ひきこもり

面談とオープンダイアローグ

以前、面談はどのようなことを話すのかブログに書いたことがありますが、別の面談形式をとる場合があります。
ブログ:「ご両親との面談

それが「オープンダイアローグ」です。

オープンダイアローグはフィンランド西ラップランド地方で開発されてきた精神科医療の包括的なアプローチです。

オープンダイアローグ・ネットワーク・ジャパン

詳しくは「オープンダイアローグ・ネットワーク・ジャパン」のホームページをご覧ください。

コブルが「オープンダイアローグをその基本に則って完璧にこなせているか」というと、もちろん(!?)そんなことはないわけです。ただ拙くとも実践してきたことで、その効果を大いに感じています。

 オープンダイアローグの奥深さ

オープンダイアローグ(以下OD)は「精神医療の包括的なアプローチ」なのですが、精神医療に関係なく「対話」を重視する姿勢はひきこもりに関することでも大切だと思います。

- **データ抜粋**
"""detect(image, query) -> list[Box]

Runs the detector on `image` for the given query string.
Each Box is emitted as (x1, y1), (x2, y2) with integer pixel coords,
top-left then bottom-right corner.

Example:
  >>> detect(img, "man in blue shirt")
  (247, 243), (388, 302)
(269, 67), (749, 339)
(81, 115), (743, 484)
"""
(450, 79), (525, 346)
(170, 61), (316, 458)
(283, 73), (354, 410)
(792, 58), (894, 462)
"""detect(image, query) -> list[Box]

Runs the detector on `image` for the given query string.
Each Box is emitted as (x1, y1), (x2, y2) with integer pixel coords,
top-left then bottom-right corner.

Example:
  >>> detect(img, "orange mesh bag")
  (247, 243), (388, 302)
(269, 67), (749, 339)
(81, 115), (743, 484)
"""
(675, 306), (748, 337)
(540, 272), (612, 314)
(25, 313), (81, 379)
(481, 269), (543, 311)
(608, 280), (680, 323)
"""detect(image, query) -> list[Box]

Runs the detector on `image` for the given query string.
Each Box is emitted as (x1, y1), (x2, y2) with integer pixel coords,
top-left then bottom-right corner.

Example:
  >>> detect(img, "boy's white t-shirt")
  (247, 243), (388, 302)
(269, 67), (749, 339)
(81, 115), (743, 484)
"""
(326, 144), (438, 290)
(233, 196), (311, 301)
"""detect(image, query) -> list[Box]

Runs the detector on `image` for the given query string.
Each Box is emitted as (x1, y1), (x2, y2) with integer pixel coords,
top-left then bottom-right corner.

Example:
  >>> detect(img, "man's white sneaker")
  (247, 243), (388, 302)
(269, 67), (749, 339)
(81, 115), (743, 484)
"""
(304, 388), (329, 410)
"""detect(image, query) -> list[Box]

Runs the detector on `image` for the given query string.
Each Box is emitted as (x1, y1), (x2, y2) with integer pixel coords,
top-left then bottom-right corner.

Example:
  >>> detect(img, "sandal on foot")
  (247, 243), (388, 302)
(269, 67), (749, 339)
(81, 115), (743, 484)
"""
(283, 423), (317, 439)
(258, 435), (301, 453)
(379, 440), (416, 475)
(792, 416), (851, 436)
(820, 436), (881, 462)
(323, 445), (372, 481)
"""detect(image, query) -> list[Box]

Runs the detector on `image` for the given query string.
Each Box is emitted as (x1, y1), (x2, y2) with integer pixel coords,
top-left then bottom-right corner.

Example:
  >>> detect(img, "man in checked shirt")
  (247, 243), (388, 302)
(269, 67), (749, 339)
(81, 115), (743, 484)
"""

- **課題 1**
オープンダイアローグについての文章から、「面談とオープンダイアローグ」から「ホームページをご覧ください。」までの部分を一字も変えずに書き出してください。
- **課題 2**
次の(a)〜(c)の記述がオープンダイアローグについての文章と一致するかを、それぞれ「はい」か「いいえ」で答えてください。判断の根拠となる箇所を原文のまま引用してください。
(a) オープンダイアローグはフィンランド西ラップランド地方で開発されてきたアプローチである。
(b) コブルはオープンダイアローグを基本に則って完璧にこなせている。
(c) 「対話」を重視する姿勢は、ひきこもりに関することでは大切ではないとされている。

- **解答 1**
面談とオープンダイアローグ

以前、面談はどのようなことを話すのかブログに書いたことがありますが、別の面談形式をとる場合があります。
ブログ:「ご両親との面談

それが「オープンダイアローグ」です。

オープンダイアローグはフィンランド西ラップランド地方で開発されてきた精神科医療の包括的なアプローチです。

オープンダイアローグ・ネットワーク・ジャパン

詳しくは「オープンダイアローグ・ネットワーク・ジャパン」のホームページをご覧ください。

- **解答 2**
(a) はい。「オープンダイアローグはフィンランド西ラップランド地方で開発されてきた精神科医療の包括的なアプローチです。」
(b) いいえ。「もちろん(!?)そんなことはないわけです。」
(c) いいえ。「「対話」を重視する姿勢はひきこもりに関することでも大切だと思います。」